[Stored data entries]
■ ■ ■

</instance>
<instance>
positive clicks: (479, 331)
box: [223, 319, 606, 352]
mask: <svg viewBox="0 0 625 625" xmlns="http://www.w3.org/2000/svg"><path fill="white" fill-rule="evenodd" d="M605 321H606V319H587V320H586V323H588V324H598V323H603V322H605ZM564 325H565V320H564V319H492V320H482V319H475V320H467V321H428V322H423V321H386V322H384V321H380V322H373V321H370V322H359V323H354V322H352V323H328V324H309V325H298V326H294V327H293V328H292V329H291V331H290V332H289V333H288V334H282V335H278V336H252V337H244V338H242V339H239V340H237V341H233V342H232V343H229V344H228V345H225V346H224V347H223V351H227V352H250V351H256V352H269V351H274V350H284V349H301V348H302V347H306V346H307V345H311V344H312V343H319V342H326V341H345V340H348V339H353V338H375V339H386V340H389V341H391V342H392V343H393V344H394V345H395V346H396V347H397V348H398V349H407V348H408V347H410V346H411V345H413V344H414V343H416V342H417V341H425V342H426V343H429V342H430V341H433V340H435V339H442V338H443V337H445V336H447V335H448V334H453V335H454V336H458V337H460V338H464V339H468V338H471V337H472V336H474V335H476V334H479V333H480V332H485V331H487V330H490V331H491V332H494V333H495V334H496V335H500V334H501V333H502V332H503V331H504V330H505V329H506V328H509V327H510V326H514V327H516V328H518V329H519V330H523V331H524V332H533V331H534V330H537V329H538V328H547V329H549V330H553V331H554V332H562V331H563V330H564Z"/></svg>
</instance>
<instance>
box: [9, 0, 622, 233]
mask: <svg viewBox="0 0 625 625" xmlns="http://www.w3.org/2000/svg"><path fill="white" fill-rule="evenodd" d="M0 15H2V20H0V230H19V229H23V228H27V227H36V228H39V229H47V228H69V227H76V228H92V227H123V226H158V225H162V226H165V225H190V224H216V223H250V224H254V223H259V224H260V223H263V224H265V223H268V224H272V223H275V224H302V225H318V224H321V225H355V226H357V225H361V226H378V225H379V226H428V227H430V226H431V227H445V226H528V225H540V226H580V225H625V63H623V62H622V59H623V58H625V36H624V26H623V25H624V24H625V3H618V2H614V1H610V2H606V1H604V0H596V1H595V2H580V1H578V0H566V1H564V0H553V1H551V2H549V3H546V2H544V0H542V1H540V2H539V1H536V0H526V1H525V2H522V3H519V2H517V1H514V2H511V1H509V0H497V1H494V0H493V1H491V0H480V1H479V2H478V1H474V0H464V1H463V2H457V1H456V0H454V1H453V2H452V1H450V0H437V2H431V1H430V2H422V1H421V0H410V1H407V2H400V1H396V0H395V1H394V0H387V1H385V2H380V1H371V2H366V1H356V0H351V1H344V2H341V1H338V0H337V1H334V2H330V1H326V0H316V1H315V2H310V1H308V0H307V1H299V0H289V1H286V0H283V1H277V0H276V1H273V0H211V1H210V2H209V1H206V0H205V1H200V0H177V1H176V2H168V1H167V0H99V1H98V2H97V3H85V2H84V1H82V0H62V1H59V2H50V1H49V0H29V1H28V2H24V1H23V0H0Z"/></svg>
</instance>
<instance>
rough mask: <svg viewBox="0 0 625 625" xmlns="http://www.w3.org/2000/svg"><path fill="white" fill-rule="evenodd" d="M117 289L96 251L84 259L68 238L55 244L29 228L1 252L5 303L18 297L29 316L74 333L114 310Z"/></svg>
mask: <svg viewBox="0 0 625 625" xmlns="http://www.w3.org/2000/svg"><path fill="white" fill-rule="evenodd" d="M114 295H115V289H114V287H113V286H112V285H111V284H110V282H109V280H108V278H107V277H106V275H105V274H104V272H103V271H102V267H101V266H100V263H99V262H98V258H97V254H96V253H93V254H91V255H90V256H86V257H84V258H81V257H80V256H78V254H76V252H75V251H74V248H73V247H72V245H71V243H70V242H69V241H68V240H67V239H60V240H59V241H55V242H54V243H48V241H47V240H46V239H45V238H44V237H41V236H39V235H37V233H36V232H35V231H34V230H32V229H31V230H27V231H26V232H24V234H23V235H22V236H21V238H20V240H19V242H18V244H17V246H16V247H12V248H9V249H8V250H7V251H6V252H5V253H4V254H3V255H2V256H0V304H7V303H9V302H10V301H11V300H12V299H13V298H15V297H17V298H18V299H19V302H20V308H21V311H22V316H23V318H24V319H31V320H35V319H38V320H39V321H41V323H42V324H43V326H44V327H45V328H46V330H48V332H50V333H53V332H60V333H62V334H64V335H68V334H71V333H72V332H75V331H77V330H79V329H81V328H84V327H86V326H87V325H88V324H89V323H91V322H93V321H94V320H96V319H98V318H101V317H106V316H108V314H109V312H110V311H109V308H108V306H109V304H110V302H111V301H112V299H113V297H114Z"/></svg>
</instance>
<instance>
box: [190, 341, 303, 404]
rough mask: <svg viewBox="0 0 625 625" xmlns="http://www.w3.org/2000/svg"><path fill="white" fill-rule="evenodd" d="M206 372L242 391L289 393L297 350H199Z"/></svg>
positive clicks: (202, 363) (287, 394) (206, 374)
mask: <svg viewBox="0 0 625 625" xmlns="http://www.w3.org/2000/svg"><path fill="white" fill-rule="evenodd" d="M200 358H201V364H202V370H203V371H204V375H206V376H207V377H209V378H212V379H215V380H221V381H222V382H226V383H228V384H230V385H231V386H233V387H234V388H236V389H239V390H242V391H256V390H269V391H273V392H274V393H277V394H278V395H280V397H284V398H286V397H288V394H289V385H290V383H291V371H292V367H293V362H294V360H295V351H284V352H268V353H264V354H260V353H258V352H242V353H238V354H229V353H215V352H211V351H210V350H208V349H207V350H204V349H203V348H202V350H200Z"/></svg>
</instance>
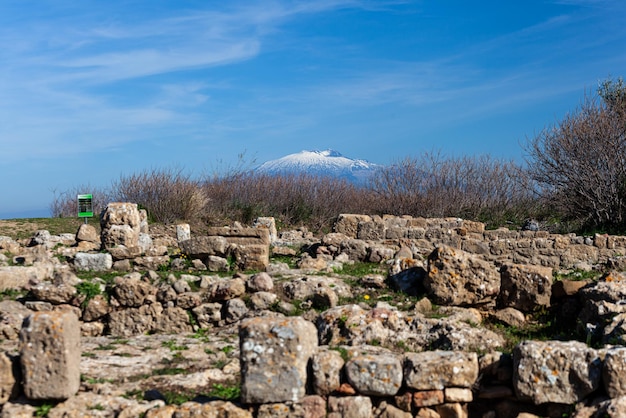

■ ■ ■

* TASK GOAL *
Only the records are wanted, copied exactly, with the pictures dropped.

* TASK OUTPUT *
</instance>
<instance>
positive clicks: (479, 331)
box: [223, 319, 606, 352]
mask: <svg viewBox="0 0 625 625" xmlns="http://www.w3.org/2000/svg"><path fill="white" fill-rule="evenodd" d="M605 321H606V319H587V320H586V323H588V324H598V323H603V322H605ZM564 325H565V320H564V319H492V320H482V319H475V320H467V321H428V322H423V321H386V322H384V321H380V322H373V321H370V322H359V323H354V322H352V323H328V324H309V325H298V326H294V327H293V328H292V329H291V331H290V332H289V333H288V334H282V335H278V336H252V337H244V338H242V339H239V340H237V341H233V342H232V343H229V344H228V345H225V346H224V347H223V351H227V352H250V351H256V352H269V351H274V350H284V349H301V348H302V347H306V346H307V345H311V344H312V343H319V342H326V341H345V340H348V339H353V338H375V339H386V340H389V341H391V342H392V343H393V344H394V345H395V346H396V347H397V348H398V349H407V348H408V347H410V346H411V345H413V344H414V343H416V342H417V341H425V342H426V343H429V342H430V341H433V340H435V339H442V338H443V337H445V336H447V335H448V334H453V335H454V336H458V337H460V338H464V339H468V338H471V337H472V336H474V335H476V334H479V333H480V332H485V331H487V330H490V331H491V332H494V333H495V334H496V335H500V334H501V333H502V332H503V331H504V330H505V329H506V328H509V327H510V326H514V327H516V328H518V329H519V330H523V331H524V332H533V331H534V330H537V329H538V328H547V329H549V330H553V331H554V332H562V331H563V330H564Z"/></svg>
</instance>
<instance>
box: [9, 0, 622, 233]
mask: <svg viewBox="0 0 625 625" xmlns="http://www.w3.org/2000/svg"><path fill="white" fill-rule="evenodd" d="M0 15H2V20H0V230H19V229H23V228H27V227H36V228H39V229H47V228H69V227H76V228H92V227H123V226H158V225H162V226H165V225H190V224H216V223H250V224H254V223H259V224H260V223H263V224H265V223H268V224H272V223H275V224H302V225H318V224H321V225H355V226H357V225H361V226H378V225H379V226H428V227H430V226H431V227H445V226H528V225H540V226H580V225H625V63H623V62H622V59H623V58H625V36H624V26H623V25H624V24H625V3H618V2H614V1H610V2H606V1H604V0H596V1H595V2H580V1H578V0H566V1H564V0H553V1H551V2H549V3H546V2H544V0H542V1H540V2H539V1H536V0H526V1H525V2H522V3H519V2H517V1H514V2H511V1H509V0H497V1H494V0H493V1H491V0H480V1H479V2H478V1H474V0H464V1H463V2H457V1H456V0H454V1H453V2H452V1H450V0H437V2H431V1H430V2H422V1H421V0H410V1H407V2H400V1H396V0H395V1H394V0H387V1H385V2H380V1H371V2H366V1H356V0H351V1H344V2H341V1H338V0H337V1H334V2H330V1H326V0H316V1H315V2H310V1H308V0H307V1H299V0H289V1H286V0H283V1H277V0H276V1H273V0H211V1H210V2H209V1H206V0H205V1H200V0H177V1H176V2H168V1H167V0H99V1H98V2H97V3H85V2H84V1H82V0H62V1H59V2H50V1H49V0H29V1H28V2H24V1H23V0H0Z"/></svg>
</instance>
<instance>
rough mask: <svg viewBox="0 0 625 625" xmlns="http://www.w3.org/2000/svg"><path fill="white" fill-rule="evenodd" d="M117 289L96 251L84 259L68 238L55 244L29 228L1 252L5 303L18 297L29 316L74 333L114 310Z"/></svg>
mask: <svg viewBox="0 0 625 625" xmlns="http://www.w3.org/2000/svg"><path fill="white" fill-rule="evenodd" d="M114 295H115V289H114V287H113V286H112V285H111V284H110V282H109V280H108V278H107V277H106V275H105V274H104V272H103V271H102V267H101V266H100V263H99V262H98V258H97V254H96V253H93V254H91V255H90V256H86V257H84V258H81V257H80V256H78V254H76V252H75V251H74V248H73V247H72V245H71V243H70V242H69V241H68V240H67V239H60V240H59V241H55V242H54V243H48V241H47V240H46V239H45V238H44V237H41V236H39V235H37V233H36V232H35V231H34V230H32V229H31V230H27V231H26V232H24V234H23V235H22V236H21V238H20V240H19V242H18V244H17V246H16V247H12V248H9V249H8V250H7V251H6V252H5V253H4V254H3V255H2V256H0V304H7V303H9V302H10V301H11V300H12V299H13V298H15V297H17V298H18V299H19V302H20V308H21V311H22V316H23V318H24V319H31V320H35V319H38V320H39V321H41V323H42V324H43V326H44V327H45V328H46V330H48V332H50V333H53V332H60V333H62V334H64V335H68V334H71V333H72V332H75V331H77V330H79V329H81V328H84V327H86V326H87V325H88V324H89V323H91V322H93V321H94V320H96V319H98V318H101V317H106V316H108V314H109V312H110V311H109V308H108V306H109V304H110V302H111V301H112V299H113V297H114Z"/></svg>
</instance>
<instance>
box: [190, 341, 303, 404]
rough mask: <svg viewBox="0 0 625 625" xmlns="http://www.w3.org/2000/svg"><path fill="white" fill-rule="evenodd" d="M206 372L242 391L289 393L297 350H199Z"/></svg>
positive clicks: (202, 363) (287, 394) (206, 374)
mask: <svg viewBox="0 0 625 625" xmlns="http://www.w3.org/2000/svg"><path fill="white" fill-rule="evenodd" d="M200 358H201V364H202V370H203V371H204V375H206V376H207V377H209V378H212V379H215V380H221V381H222V382H226V383H228V384H230V385H231V386H233V387H234V388H236V389H239V390H242V391H256V390H269V391H273V392H274V393H277V394H278V395H280V397H284V398H286V397H288V394H289V385H290V383H291V371H292V367H293V362H294V360H295V351H284V352H268V353H264V354H260V353H258V352H242V353H238V354H229V353H215V352H211V351H210V350H208V349H207V350H204V349H203V348H202V350H200Z"/></svg>
</instance>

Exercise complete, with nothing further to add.